[Photo-based referring expression data]
◇ ◇ ◇
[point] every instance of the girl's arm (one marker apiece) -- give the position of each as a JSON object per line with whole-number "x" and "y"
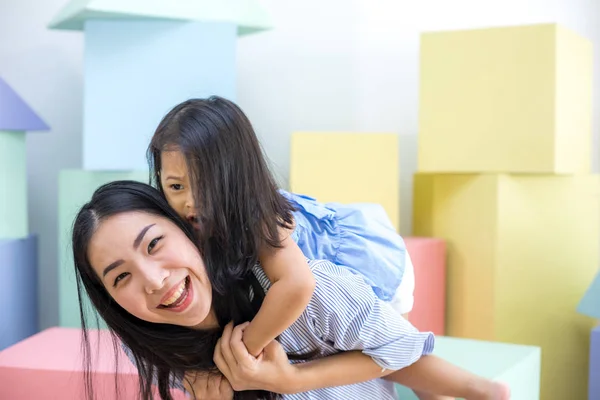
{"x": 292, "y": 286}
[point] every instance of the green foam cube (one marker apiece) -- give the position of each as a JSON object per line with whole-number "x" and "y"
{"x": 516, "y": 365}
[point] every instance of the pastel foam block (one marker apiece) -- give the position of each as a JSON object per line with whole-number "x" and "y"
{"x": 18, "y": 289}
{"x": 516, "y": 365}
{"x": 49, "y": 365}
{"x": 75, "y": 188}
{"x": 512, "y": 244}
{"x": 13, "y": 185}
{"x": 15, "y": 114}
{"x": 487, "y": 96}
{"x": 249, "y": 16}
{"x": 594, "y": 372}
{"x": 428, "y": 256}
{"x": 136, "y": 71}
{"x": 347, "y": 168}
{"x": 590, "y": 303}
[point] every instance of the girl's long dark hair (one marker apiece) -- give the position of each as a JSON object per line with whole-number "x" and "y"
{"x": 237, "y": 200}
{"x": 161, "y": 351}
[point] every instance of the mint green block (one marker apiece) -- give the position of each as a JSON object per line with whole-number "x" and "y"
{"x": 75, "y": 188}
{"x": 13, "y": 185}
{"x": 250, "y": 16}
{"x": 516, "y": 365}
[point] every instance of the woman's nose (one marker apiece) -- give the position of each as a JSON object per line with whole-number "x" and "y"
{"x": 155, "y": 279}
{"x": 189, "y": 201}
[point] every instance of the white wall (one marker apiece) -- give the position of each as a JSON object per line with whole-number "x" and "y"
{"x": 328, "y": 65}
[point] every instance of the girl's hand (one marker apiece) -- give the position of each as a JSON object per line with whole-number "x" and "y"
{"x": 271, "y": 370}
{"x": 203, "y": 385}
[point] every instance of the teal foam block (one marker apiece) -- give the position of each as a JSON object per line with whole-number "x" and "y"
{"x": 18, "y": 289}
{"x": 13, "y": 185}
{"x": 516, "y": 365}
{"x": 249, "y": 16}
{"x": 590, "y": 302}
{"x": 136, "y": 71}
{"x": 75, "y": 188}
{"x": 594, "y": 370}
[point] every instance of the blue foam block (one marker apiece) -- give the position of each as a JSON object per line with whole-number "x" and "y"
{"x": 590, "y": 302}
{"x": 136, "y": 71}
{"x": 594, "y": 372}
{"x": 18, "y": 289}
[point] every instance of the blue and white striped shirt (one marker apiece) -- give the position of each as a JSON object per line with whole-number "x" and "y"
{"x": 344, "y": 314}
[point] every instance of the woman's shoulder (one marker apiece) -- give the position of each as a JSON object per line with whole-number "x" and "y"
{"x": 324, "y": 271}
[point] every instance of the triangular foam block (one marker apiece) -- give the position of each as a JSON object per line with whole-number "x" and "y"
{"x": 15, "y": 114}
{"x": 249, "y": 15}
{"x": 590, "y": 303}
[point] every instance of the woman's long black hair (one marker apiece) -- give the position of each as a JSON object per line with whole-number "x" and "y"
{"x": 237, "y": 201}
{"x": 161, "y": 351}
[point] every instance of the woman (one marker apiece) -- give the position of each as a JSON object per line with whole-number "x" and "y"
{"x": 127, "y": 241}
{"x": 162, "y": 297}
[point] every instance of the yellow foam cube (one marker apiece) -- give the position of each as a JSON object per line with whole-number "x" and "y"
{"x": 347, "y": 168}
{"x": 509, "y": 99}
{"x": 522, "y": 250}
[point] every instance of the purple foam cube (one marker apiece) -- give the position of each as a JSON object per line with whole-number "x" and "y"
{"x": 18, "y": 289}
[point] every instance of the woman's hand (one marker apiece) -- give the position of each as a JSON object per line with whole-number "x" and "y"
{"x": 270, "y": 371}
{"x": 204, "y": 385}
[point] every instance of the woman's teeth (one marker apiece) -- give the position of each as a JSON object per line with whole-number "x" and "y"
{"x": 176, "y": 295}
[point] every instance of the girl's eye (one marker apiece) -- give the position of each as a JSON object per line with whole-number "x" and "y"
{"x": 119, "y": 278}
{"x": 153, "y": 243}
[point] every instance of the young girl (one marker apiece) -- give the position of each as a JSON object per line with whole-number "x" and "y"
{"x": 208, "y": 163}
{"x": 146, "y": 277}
◇ ◇ ◇
Verbatim output of the entries is required, with each image left out.

*SOLUTION*.
[point] every instance of the girl's arm (one marker apiece) -- give the position of each as a JSON object per line with whole-number "x" and "y"
{"x": 292, "y": 286}
[point] every instance of the green foam cube (one marker apiece) -- give the position of each as a JSON object per line with whole-number "x" and "y"
{"x": 516, "y": 365}
[point] every instance of the pastel foam block (one marker apiece) -- give the position of each as a JSON object per line with whole-number "x" and "y"
{"x": 18, "y": 289}
{"x": 516, "y": 365}
{"x": 49, "y": 365}
{"x": 75, "y": 188}
{"x": 512, "y": 244}
{"x": 13, "y": 185}
{"x": 15, "y": 114}
{"x": 487, "y": 96}
{"x": 249, "y": 16}
{"x": 594, "y": 372}
{"x": 428, "y": 256}
{"x": 136, "y": 71}
{"x": 347, "y": 168}
{"x": 590, "y": 303}
[point] every instance of the girl's long dark hair (one marker apiece) -- give the position of each as a JSON object per line with whole-number "x" and "y"
{"x": 237, "y": 200}
{"x": 161, "y": 351}
[point] every instance of the mint green block (one marker apiece) -- give the position of each as a JSON object per line with whole-number "x" and "y"
{"x": 75, "y": 188}
{"x": 13, "y": 185}
{"x": 250, "y": 16}
{"x": 516, "y": 365}
[point] every instance of the woman's nose (one marker apiece) -- give the position of each as a JSON object per line with whole-number "x" and "y"
{"x": 155, "y": 279}
{"x": 189, "y": 201}
[point] every instance of the white wall (one marker apiece) -- give the position of each as a JSON object per line with whole-number "x" and "y"
{"x": 328, "y": 65}
[point] every instance of the girl's hand (one marker apiece) -- give the position of each as a JSON object per line with whole-number "x" and "y"
{"x": 271, "y": 370}
{"x": 203, "y": 385}
[point] every instance of the teal foam block (one marker apiece) -- give the position of each as a JSON object per line with whole-number "x" and "y"
{"x": 18, "y": 289}
{"x": 13, "y": 185}
{"x": 516, "y": 365}
{"x": 249, "y": 16}
{"x": 590, "y": 302}
{"x": 136, "y": 71}
{"x": 75, "y": 188}
{"x": 594, "y": 370}
[point] every instance of the blue foam block (one marker apiece) -- give the position of each as a JSON object per line with whole-number "x" and "y"
{"x": 590, "y": 302}
{"x": 136, "y": 71}
{"x": 594, "y": 372}
{"x": 18, "y": 289}
[point] every instance of the blue and white striped shirt (one marker apiece) -- give the position of each as a JSON object per line with whole-number "x" and "y"
{"x": 344, "y": 314}
[point] every instance of the woman's shoulder (one marker apiece) -- give the position of each as a JSON object per line with whole-number "x" and "y"
{"x": 324, "y": 271}
[point] every instance of the triangular foam block (one marker apiece) -- give the position of each as a JSON object per line with whole-number "x" and "y"
{"x": 15, "y": 114}
{"x": 249, "y": 15}
{"x": 590, "y": 303}
[point] every instance of the woman's long black hair (one marker apiece) -- give the position of each as a JSON object per line with whole-number "x" and "y"
{"x": 237, "y": 201}
{"x": 161, "y": 351}
[point] every instance of the woman (one marker apiece) -- give the position of each as a JSON object per line with whole-number "x" and "y"
{"x": 127, "y": 241}
{"x": 162, "y": 297}
[point] every instance of the yellow foam cube (one marker apiece) -- give the position of each as a JSON object per line with whole-number "x" and "y"
{"x": 347, "y": 168}
{"x": 509, "y": 99}
{"x": 522, "y": 250}
[point] every instance of the purple foam cube (one marker apiece) -- give the position of each as a JSON object per line with whole-number "x" and "y"
{"x": 18, "y": 289}
[point] every instance of the woman's hand (one marker apiece) -- give the position of each as a JSON object per line with whole-number "x" and "y"
{"x": 270, "y": 371}
{"x": 204, "y": 385}
[point] every instance of the woman's teeth (one marker apiece) -- give the position of each as a JSON object per line with whole-number "x" and "y"
{"x": 176, "y": 295}
[point] every instance of the girl's eye (one marker apiece) -- give the position of each as a JSON object per line with whole-number "x" and "y"
{"x": 119, "y": 278}
{"x": 153, "y": 243}
[point] every instance of the young girl (one marker apiece) -- give the position of each as a JSON object per line with whole-number "x" and "y"
{"x": 208, "y": 163}
{"x": 146, "y": 277}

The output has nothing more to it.